━━ DATA IN THIS EXERCISE ━━

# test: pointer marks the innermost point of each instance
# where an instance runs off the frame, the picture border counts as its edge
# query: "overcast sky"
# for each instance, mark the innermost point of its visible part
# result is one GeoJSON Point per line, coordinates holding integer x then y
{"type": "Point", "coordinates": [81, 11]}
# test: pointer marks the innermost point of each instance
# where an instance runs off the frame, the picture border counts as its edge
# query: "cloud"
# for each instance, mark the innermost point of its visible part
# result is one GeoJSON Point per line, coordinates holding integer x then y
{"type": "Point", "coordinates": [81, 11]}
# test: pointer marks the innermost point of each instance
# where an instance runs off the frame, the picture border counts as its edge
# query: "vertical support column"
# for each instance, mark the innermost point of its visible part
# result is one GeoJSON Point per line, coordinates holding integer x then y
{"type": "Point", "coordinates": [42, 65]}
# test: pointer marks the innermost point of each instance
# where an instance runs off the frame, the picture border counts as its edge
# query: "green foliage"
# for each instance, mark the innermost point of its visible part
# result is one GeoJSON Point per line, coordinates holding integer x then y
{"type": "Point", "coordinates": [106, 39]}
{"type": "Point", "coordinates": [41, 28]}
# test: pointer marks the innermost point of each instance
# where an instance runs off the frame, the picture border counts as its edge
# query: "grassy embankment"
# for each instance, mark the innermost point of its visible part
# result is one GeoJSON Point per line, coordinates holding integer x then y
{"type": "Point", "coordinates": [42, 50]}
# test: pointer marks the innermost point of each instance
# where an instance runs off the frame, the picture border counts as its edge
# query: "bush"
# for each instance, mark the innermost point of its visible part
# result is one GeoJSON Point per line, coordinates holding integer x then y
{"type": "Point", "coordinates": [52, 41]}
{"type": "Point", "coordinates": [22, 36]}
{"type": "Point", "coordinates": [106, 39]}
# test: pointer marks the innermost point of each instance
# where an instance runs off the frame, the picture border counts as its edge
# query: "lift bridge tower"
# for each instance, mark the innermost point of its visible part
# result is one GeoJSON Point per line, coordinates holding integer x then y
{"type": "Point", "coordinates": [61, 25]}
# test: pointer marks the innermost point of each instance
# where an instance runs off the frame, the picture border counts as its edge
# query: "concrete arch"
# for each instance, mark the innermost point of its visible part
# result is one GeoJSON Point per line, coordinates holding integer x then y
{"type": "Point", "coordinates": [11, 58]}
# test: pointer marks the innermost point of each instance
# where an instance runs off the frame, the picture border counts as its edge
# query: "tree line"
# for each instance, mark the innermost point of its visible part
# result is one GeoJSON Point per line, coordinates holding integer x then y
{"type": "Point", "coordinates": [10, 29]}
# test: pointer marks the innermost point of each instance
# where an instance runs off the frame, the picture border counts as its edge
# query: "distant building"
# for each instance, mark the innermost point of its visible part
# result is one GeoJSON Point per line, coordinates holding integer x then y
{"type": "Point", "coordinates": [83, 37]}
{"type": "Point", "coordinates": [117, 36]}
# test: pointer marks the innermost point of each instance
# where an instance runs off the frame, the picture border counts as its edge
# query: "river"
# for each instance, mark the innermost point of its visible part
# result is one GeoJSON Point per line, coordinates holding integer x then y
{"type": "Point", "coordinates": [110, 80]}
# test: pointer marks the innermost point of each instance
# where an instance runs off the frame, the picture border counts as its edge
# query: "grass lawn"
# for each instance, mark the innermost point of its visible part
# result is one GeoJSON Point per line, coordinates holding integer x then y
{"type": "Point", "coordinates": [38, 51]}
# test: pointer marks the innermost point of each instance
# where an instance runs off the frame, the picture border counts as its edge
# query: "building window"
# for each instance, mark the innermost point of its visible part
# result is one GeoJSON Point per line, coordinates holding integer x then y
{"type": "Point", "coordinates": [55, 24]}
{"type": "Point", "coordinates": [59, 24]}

━━━

> **TASK REQUIREMENTS**: Each record above should be transcribed exactly.

> **EXERCISE RESPONSE**:
# test: pointer marks the innermost point of each instance
# where an instance runs off the frame, the picture border counts as its edge
# query: "overcast sky"
# for each instance, mark the innermost point of its visible part
# result is one GeoJSON Point per line, coordinates holding integer x then y
{"type": "Point", "coordinates": [81, 11]}
# test: pointer marks the innermost point of each instance
# where an instance runs off the frame, the picture border counts as its edge
# query: "cloud"
# for each instance, mark the innermost point of its visible part
# result is one GeoJSON Point per line, coordinates holding integer x then y
{"type": "Point", "coordinates": [81, 11]}
# test: pointer marks the innermost point of each instance
# where an instance runs off the frame, the picture border counts as its edge
# query: "vertical support column"
# for each instance, mark the innermost point of its visible part
# result is one GeoJSON Point per line, coordinates holding integer x then y
{"type": "Point", "coordinates": [42, 65]}
# test: pointer marks the innermost point of each instance
# where an instance runs off the frame, the picture border counts as its edge
# query: "green foliage"
# for each instance, mark the innermost point of its visible part
# result is one GeoJSON Point per line, coordinates holding integer x then y
{"type": "Point", "coordinates": [106, 39]}
{"type": "Point", "coordinates": [41, 28]}
# test: pointer marks the innermost point of each instance
# where an instance runs off the frame, the picture border counts as its edge
# query: "grassy embankment"
# for each instance, mark the innermost point of its visible part
# result is one GeoJSON Point per line, coordinates holding integer x then y
{"type": "Point", "coordinates": [42, 50]}
# test: pointer marks the innermost point of each instance
# where an instance runs off the frame, the picture border counts as its edge
# query: "bush"
# for each instance, mark the innermost point of its visible part
# result is one GeoJSON Point per line, coordinates holding integer x then y
{"type": "Point", "coordinates": [52, 41]}
{"type": "Point", "coordinates": [22, 36]}
{"type": "Point", "coordinates": [106, 39]}
# test: pointer marks the innermost point of each instance
# where an instance runs off the frame, the picture border counts as its edge
# query: "lift bridge tower"
# for each instance, mark the innermost point of its visible part
# result is one GeoJSON Point per line, coordinates holding integer x then y
{"type": "Point", "coordinates": [61, 25]}
# test: pointer marks the innermost point of each instance
# where an instance runs off the frame, the picture border counts as its edge
# query: "concrete arch"
# for each instance, mark the innermost point of its visible part
# result is one GeoJSON Point per line, coordinates holding integer x then y
{"type": "Point", "coordinates": [11, 58]}
# test: pointer marks the innermost point of each instance
# where an instance runs off the frame, the picture border counts as its edge
# query: "tree line"
# for each instance, mark the innermost point of its visible part
# result is one GeoJSON Point per line, coordinates holding integer x then y
{"type": "Point", "coordinates": [10, 29]}
# test: pointer marks the innermost point of each instance
# where an instance runs off the frame, the picture border counts as its edge
# query: "distant building"
# for each instance, mark the innermost point of its visible part
# result is one GeoJSON Point per line, coordinates holding integer x then y
{"type": "Point", "coordinates": [83, 37]}
{"type": "Point", "coordinates": [117, 36]}
# test: pointer marks the innermost point of each instance
# where an instance runs off the frame, the picture border counts as its edge
# query: "river"
# for each instance, mark the innermost point of its visible part
# result is one GeoJSON Point per line, coordinates holding integer x then y
{"type": "Point", "coordinates": [110, 80]}
# test: pointer marks the innermost point of each instance
# where an instance runs off the frame, the picture border counts as its edge
# query: "grass lawn"
# for each instance, mark the innermost point of its visible part
# result is one GeoJSON Point per line, coordinates holding integer x then y
{"type": "Point", "coordinates": [38, 51]}
# test: pointer marks the innermost point of each instance
# where an instance runs off the frame, the picture border counts as its edge
# query: "building window"
# for each instance, mark the innermost point of its visible part
# result is one GeoJSON Point per line, coordinates holding integer x then y
{"type": "Point", "coordinates": [55, 24]}
{"type": "Point", "coordinates": [59, 24]}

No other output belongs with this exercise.